Doch in Umfragen liegen seine Liberalen nur noch Kopf-an-Kopf mit den Konservativen von Erin O'Toole (48). Trudeau droht inzwischen gar der Verlust der Regierung. Es folgen Hintergründe rund um die Wahl.

WARUM JETZT?

Bei der Parlamentswahl 2019 wurden die Liberalen zwar erneut stärkste Kraft, verloren aber ihre absolute Mehrheit, die Trudeau 2015 ins Amt gebracht hatte. Er führt seitdem eine Minderheitsregierung und ist deswegen auf die Unterstützung anderer Parteien angewiesen. Im August rief er die Neuwahl aus, als er in Umfragen noch klar in Führung lag. Er hoffte, Kapital aus seinem Corona-Krisenmanagement zu schlagen. Sein Argument: Die Pandemie habe auf das Land eine so drastische Auswirkung gehabt wie der Zweite Weltkrieg. Das Wahlvolk solle deshalb jetzt neu entscheidenden, wer die nächsten wichtigen Zukunftsentscheidungen fällt.

WAS IST PASSIERT?

Nachdem Trudeau die Neuwahl angesetzt hatte, verpuffte der komfortable Vorsprung in den Umfragen binnen weniger Wochen. Viele Kanadier zeigten kein Verständnis dafür, dass der Regierungschef ausgerechnet im Anrollen einer vierten Corona-Welle zu den Urnen rief. O'Toole, der die Konservativen seit gerade einmal etwas mehr als einem Jahr anführt, warf ihm vor, persönliche Ambitionen vor das Wohl der Bevölkerung zu stellen. Er charakterisierte Trudeau als einen machtbesessenen, selbstsüchtigen und skandalumwitterten Partygänger.

Für einige Kanadier scheint aber nach sechs Jahren auch grundsätzlich der Zeitpunkt für einen neuen Regierungschef gekommen. Die Folge: ein rasanter Umfragen-Aufstieg der Konservativen. Trudeau gelang es erst, diesen zu bremsen, nachdem er O'Toole wegen dessen Corona-Politik anging und ihm eine zu grosse Nähe zur Waffenlobby vorwarf. Unterdessen bekamen die Sozialdemokraten immer mehr Zulauf. Ihr Parteichef Jagmeet Singh erhält inzwischen bessere Beliebtheitswerte als Trudeau und O'Toole. Am Ende könnte er sich als Königsmacher entpuppen.

WIRTSCHAFT

Im Mittelpunkt steht die Frage, wie die nächste Regierung die wirtschaftlichen Folgen der Corona-Krise zu überwinden gedenkt, Wachstum ankurbelt, steigende Lebenshaltungskosten in den Griff bekommt und Jobs schafft. Im Kampf gegen die Pandemie haben die Liberalen Schulden in Höhe von einer Billion Kanadischer Dollar (etwa 672 Milliarden Euro) angehäuft und das Haushaltsdefizit auf ein Niveau getrieben wie zuletzt im Zweiten Weltkrieg. Im Wahlkampf haben sie versprochen, weitere 78 Milliarden Kanadische Dollar über fünf Jahre bereitzustellen. Trudeau peilt zudem eine neue Steuer auf Gewinne von Banken und Versicherern an. Auch O'Toole hat Neuausgaben angekündigt, gleichzeitig will er das Defizit schneller abbauen als die Liberalen.

- **BEREITGESTELLTE DATEN**

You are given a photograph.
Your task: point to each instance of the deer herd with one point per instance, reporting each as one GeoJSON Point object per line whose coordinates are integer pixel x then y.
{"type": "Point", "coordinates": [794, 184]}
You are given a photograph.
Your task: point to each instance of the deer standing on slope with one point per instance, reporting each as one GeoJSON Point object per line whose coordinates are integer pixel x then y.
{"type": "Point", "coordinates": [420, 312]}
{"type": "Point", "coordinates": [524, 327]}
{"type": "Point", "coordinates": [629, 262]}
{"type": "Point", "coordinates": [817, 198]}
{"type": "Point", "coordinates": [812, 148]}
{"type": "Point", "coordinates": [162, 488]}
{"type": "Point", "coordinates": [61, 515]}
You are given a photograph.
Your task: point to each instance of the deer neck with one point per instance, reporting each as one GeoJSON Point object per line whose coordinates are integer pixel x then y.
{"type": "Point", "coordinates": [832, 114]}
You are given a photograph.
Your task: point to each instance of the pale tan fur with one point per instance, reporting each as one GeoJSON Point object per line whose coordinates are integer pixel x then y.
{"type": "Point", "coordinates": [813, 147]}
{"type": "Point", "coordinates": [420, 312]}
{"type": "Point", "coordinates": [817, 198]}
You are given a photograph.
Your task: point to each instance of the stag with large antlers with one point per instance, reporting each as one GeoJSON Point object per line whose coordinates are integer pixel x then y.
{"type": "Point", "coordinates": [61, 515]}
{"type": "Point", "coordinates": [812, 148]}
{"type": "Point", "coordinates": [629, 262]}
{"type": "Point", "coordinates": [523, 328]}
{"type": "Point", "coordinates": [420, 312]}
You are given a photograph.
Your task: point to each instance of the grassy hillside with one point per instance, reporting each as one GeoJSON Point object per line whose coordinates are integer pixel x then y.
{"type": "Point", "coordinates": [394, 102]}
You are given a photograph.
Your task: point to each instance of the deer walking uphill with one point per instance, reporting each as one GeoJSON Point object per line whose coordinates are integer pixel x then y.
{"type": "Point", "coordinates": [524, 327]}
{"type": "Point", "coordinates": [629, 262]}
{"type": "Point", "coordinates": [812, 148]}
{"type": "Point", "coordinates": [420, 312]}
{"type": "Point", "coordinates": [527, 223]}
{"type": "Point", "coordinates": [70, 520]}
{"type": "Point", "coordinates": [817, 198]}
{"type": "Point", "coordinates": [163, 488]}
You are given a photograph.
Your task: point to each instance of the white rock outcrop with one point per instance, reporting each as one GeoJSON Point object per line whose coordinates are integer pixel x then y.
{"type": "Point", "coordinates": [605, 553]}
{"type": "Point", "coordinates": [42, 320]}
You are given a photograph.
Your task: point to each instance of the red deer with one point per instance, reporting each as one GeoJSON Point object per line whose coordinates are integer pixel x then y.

- **AUFGABEN**
a - Beantworte die folgenden Fragen zum Text über die Wahl in Kanada:
(i) Bei welcher Parlamentswahl verloren die Liberalen ihre absolute Mehrheit?
(ii) Wie heißt der Parteichef der Sozialdemokraten?
(iii) Wie viel Geld wollen die Liberalen laut ihrem Wahlversprechen über fünf Jahre zusätzlich bereitstellen?
b - Liste alle Wörter auf, mit denen O'Toole Trudeau laut dem Text über die Wahl in Kanada charakterisierte.

- **ANTWORTEN**
a -
(i) Bei der Parlamentswahl 2019.
(ii) Jagmeet Singh.
(iii) Weitere 78 Milliarden Kanadische Dollar.

b -
- machtbesessen
- selbstsüchtig
- skandalumwittert
- Partygänger